_TASK INSTRUCTIONS_.
The entries below are to be transcribed in full, without their images.

Stored data entries
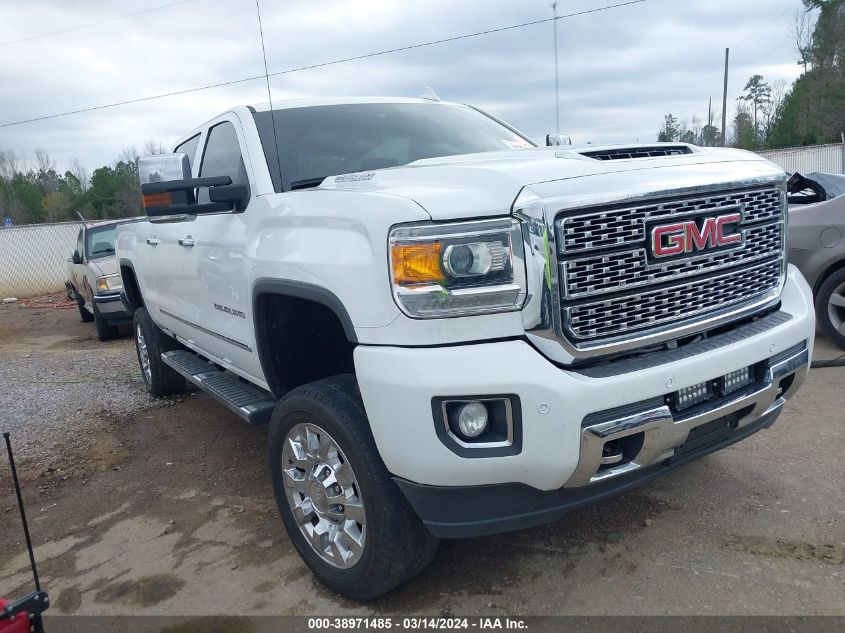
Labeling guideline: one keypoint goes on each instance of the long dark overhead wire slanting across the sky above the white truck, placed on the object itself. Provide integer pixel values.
(324, 64)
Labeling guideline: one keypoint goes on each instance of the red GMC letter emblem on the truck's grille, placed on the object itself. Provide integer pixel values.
(687, 237)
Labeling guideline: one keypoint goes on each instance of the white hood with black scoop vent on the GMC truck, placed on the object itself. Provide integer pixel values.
(484, 185)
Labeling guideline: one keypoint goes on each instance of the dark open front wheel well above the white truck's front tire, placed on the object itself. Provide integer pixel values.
(309, 316)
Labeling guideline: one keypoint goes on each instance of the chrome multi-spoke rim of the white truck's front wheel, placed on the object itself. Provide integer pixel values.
(323, 495)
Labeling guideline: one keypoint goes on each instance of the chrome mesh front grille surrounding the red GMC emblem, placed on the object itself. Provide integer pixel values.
(611, 287)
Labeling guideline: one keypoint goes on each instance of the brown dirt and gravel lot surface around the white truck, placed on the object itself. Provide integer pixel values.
(165, 507)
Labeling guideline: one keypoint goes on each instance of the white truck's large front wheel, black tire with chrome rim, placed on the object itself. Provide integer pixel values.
(345, 515)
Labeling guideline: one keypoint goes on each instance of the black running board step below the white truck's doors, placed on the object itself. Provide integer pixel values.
(247, 401)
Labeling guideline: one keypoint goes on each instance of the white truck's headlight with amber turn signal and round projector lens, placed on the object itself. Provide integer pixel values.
(458, 269)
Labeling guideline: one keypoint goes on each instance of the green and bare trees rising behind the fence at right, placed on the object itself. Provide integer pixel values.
(774, 115)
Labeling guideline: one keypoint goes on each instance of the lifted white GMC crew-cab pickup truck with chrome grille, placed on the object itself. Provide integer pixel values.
(451, 331)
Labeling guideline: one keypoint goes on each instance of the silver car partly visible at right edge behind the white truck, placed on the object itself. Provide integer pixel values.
(817, 245)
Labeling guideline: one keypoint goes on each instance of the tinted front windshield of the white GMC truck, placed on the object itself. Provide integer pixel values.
(320, 141)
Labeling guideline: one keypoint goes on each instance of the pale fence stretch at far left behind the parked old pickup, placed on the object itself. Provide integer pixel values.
(33, 258)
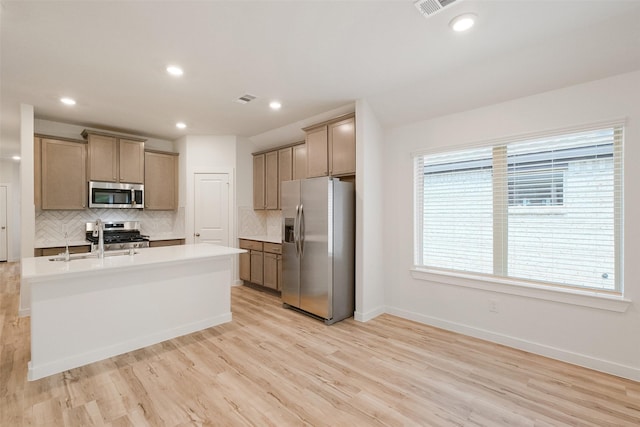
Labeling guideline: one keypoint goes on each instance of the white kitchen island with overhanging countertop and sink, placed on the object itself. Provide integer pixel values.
(90, 309)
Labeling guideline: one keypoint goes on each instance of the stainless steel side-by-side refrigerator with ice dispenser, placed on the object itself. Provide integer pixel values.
(318, 249)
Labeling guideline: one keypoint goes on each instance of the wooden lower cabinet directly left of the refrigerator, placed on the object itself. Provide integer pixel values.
(262, 263)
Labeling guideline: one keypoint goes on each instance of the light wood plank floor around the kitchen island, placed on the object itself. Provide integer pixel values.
(276, 367)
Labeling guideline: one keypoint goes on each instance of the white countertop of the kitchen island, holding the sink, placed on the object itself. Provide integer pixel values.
(38, 268)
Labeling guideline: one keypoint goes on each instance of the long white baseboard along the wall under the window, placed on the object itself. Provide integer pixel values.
(583, 360)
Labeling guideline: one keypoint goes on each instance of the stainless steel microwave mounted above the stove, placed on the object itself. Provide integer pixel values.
(116, 195)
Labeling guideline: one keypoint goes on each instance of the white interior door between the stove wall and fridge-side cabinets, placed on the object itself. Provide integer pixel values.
(211, 208)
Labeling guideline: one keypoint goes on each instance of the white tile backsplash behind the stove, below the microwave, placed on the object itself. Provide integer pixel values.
(52, 225)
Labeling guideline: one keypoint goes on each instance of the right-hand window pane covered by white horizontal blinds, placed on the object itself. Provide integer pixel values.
(573, 243)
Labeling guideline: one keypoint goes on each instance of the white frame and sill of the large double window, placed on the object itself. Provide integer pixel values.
(593, 297)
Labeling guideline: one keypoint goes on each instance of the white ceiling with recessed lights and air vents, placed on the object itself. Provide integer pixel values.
(312, 56)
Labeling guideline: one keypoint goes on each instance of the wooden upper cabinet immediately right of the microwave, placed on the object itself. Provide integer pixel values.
(160, 180)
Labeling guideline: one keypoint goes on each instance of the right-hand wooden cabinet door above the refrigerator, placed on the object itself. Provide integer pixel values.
(342, 147)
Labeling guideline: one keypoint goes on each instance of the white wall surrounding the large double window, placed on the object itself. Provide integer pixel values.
(601, 339)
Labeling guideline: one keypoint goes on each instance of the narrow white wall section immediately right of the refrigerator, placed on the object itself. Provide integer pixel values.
(369, 208)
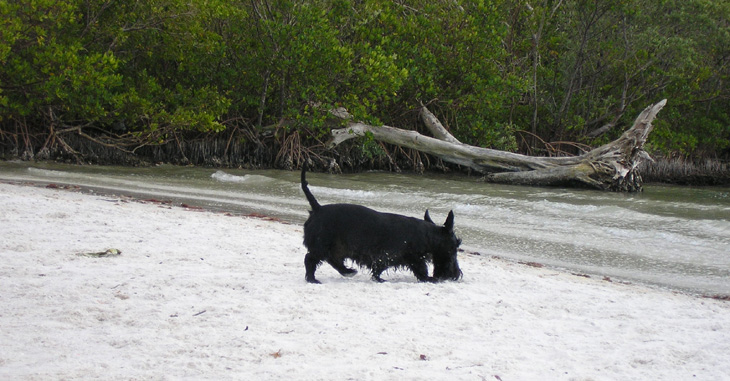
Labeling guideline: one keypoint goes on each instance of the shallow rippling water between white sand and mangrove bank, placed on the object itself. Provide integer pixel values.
(676, 237)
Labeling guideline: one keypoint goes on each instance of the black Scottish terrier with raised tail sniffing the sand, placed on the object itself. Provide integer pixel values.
(377, 241)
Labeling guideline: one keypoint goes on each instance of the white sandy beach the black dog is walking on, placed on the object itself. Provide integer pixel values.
(201, 295)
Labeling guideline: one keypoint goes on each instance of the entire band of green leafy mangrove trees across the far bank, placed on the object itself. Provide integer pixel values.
(487, 68)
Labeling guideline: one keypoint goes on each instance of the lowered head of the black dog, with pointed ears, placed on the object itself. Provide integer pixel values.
(445, 264)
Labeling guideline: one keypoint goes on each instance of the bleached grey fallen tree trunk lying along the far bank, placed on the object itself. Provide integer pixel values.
(612, 166)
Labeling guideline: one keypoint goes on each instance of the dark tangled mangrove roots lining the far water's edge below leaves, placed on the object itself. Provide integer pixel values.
(242, 149)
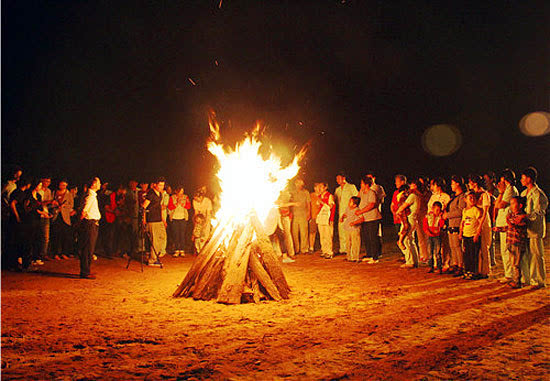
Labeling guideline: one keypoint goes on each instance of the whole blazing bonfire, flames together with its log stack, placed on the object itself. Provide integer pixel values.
(238, 263)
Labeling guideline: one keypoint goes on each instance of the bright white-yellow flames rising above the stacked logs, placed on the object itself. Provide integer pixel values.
(250, 182)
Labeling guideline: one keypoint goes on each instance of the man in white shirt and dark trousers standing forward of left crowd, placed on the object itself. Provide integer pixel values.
(89, 217)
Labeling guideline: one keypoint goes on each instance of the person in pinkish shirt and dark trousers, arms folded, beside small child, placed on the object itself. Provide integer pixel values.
(368, 209)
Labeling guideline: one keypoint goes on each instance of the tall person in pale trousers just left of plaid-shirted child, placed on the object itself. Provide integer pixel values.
(506, 190)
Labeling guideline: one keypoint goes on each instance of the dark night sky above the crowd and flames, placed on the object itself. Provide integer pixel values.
(106, 88)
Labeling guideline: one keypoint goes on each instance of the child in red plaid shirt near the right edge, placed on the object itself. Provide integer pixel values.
(516, 237)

_SOLUTION TO THIS TASK_.
Labeling guideline: one keypoint goes on each instance of the long dark overhead wire slanting across the sky above the white truck, placed on the object itself. Provide integer pixel values.
(324, 64)
Labeling guideline: one keypoint goes on each instance of the red GMC letter emblem on the truck's grille, placed on the object itself. Provide integer pixel values.
(687, 237)
Labeling guideline: one keypoint goes on each instance of the white hood with black scoop vent on the GMC truck, placed on the object itself. Provide integer pixel values.
(484, 185)
Labeling guideline: one keypoint goes on each instance of the dark open front wheel well above the white truck's front tire, placed on the object itself. Provide integer pixel values.
(309, 316)
Labeling guideline: one keypoint goes on each instance of the chrome multi-spoke rim of the white truck's front wheel, placed on the object itself. Provide integer pixel values.
(323, 495)
Labeling guideline: one keypoint goes on each instance of the chrome mesh front grille surrounding the red GMC emblem, placed on the object itself. Provide integer pixel values.
(611, 287)
Labeling guideline: one keypoint goes on each instance of the brown dirt and gravel lot surface around the white truck, placed on the object itself. Provide integer pixel values.
(165, 507)
Labeling guideline: one keypoint goes on each instance of the white truck's large front wheel, black tire with chrome rim, placed on the object itself. Provide integer pixel values.
(345, 515)
Labeling guideline: one keypoint goes on each instance of the black running board step below the white truck's doors, placed on the object itself. Provide integer pixel values.
(247, 401)
Labeling guideline: one keypoint goes on each instance of the white truck's headlight with amber turn signal and round projector lens, placed on the object itself. Provide integer pixel values.
(458, 269)
Labeling guideline: one keypoint goes on each instance of the green and bare trees rising behind the fence at right, placed on the object itself. Provide integer pixel values.
(774, 115)
Labeling guideline: one keypoint goes on each instance of the lifted white GMC crew-cab pickup truck with chrome grille, placed on the object itself. Provide integer pixel values.
(451, 331)
Labeling guideline: one keypoint goes on each instance of the silver car partly visible at right edge behind the white truck, placed on the object itself. Provide integer pixel values.
(817, 245)
Labeling guideline: one keypoint goes on each instance of the tinted front windshield of the white GMC truck, placed on the object itself. Provide integer pixel values.
(320, 141)
Labeling guideline: one keypoint goes on each instance of the pale fence stretch at far left behind the parked old pickup, placed on the object itself. Provide integer pixel values.
(33, 258)
Labeling guideline: one keypoint goes on each instance of the white kitchen island with overhanging countertop and sink, placed on the object itself. Provide integer pixel values.
(90, 309)
Labeling guideline: one keypoint goes on each instance of the stainless steel side-by-side refrigerator with ice dispenser, placed on the object itself. Provide integer pixel values.
(318, 249)
Labeling guideline: one keypoint goes on each instance of the wooden lower cabinet directly left of the refrigerator, placed on the object itself. Provide integer pixel values.
(262, 263)
Labeling guideline: one keypoint goes on each instance of the light wood plank floor around the kitchen island, placed on the object itself. Provide integer pixel values.
(276, 367)
Labeling guideline: one keypoint goes on each instance of the white countertop of the kitchen island, holding the sink, placed on the object itself. Provide integer pixel values.
(38, 268)
Labeling guideline: one keypoint goes on each instance of the long white baseboard along the wall under the window, placed on the object itself. Provide integer pixel values.
(583, 360)
Labeling guideline: one keypoint goes on each instance of the stainless steel microwave mounted above the stove, placed on the object itself. Provide integer pixel values.
(116, 195)
Labeling guideline: one keypoint goes on each instance of the white interior door between the stove wall and fridge-side cabinets, placed on the object itself. Provide integer pixel values.
(211, 208)
Labeling guideline: one keypoint goes on each instance of the white tile backsplash behind the stove, below the microwave, placed on the object itself. Provide integer pixel values.
(52, 225)
Labeling guideline: one keypoint goes on each instance of the right-hand window pane covered by white horizontal blinds, placed on the object itself. Provide integer pixel values.
(573, 243)
Labeling guideline: one keypoint goes on each instance of the white frame and sill of the large double window, placed on the object itself. Provide integer pixel values.
(593, 297)
Labeling guideline: one keypoint goes on each instance of the white ceiling with recessed lights and air vents, placed on the object itself. Provide integer pixel values.
(312, 56)
Labeling guideline: one keypoint goes on each instance of the wooden upper cabinet immediately right of the microwave, placed on the object itself. Provide integer pixel values.
(160, 180)
Labeling guideline: one keypoint goes on each instance of the right-hand wooden cabinet door above the refrigerator, placed on the object itself. Provide integer pixel values.
(342, 147)
Labeling guideline: one keypoint goes on each instance of the white wall surrounding the large double window, placed on the object itself. Provide integer pixel values.
(601, 339)
Labeling guideline: one keypoint goes on each instance of the narrow white wall section immediately right of the refrigerator, placed on the object itself. Provide integer pixel values.
(369, 208)
Labeling guideline: one keypoint goes on each instance of the shallow rippling water between white sand and mangrove bank, placed on the object itself. Provide integer pixel values.
(676, 237)
Labeling guideline: one keypoint goes on each instance of the black Scottish terrier with raised tail sniffing the sand, placed on the object itself. Provide integer pixel values.
(377, 241)
Labeling guideline: one keypoint goes on each instance of the white sandy beach the black dog is walking on, placed on the object itself. Provide integer pixel values.
(201, 295)
Labeling guideline: one keypoint goes on each instance of the entire band of green leafy mangrove trees across the far bank, placed on the object itself. Provide integer pixel values.
(487, 68)
Labeling guideline: one keypoint goes on each instance of the lowered head of the black dog, with pointed ears, placed on the object itself. Provide integer pixel values.
(445, 264)
Labeling guideline: one keypoint goes on each instance of the bleached grey fallen tree trunk lying along the far bank, placed on the object itself. Provide integer pixel values.
(612, 166)
Labeling guideline: one keypoint goes on each instance of the dark tangled mangrove roots lining the far water's edge below leaves, placed on the object itself. Provide integer pixel values.
(242, 149)
Labeling guideline: one keypoint goes on each instance of the whole blazing bonfire, flames together with its log stack, placed on the object itself. Provide integer pixel values.
(238, 263)
Labeling guideline: one keypoint goes on each instance of the bright white-yellow flames rising above the stacked logs, placed on the object itself. Provide integer pixel values.
(250, 182)
Labeling guideline: one keypoint goes on each instance of the man in white shirt and dark trousers standing forward of left crowd, placed on the object itself. Provide integer pixel values.
(89, 217)
Labeling guideline: one keypoint goes on each instance of the person in pinkish shirt and dark trousers, arms folded, beside small child, placed on the object itself. Provide integer pixel values.
(368, 209)
Labeling guideline: one keypoint goes on each instance of the tall person in pale trousers just left of plaid-shirted child, placed on the object itself. Provide integer pixel values.
(506, 190)
Labeling guideline: one keypoint goes on each instance of the dark night sky above the crowd and flames, placed on the object itself. Provide integer pixel values.
(106, 88)
Labeling guideline: one keypoint goes on each instance of the child in red plaid shirt near the right edge, placed on the object itself. Provide integer pixel values.
(516, 237)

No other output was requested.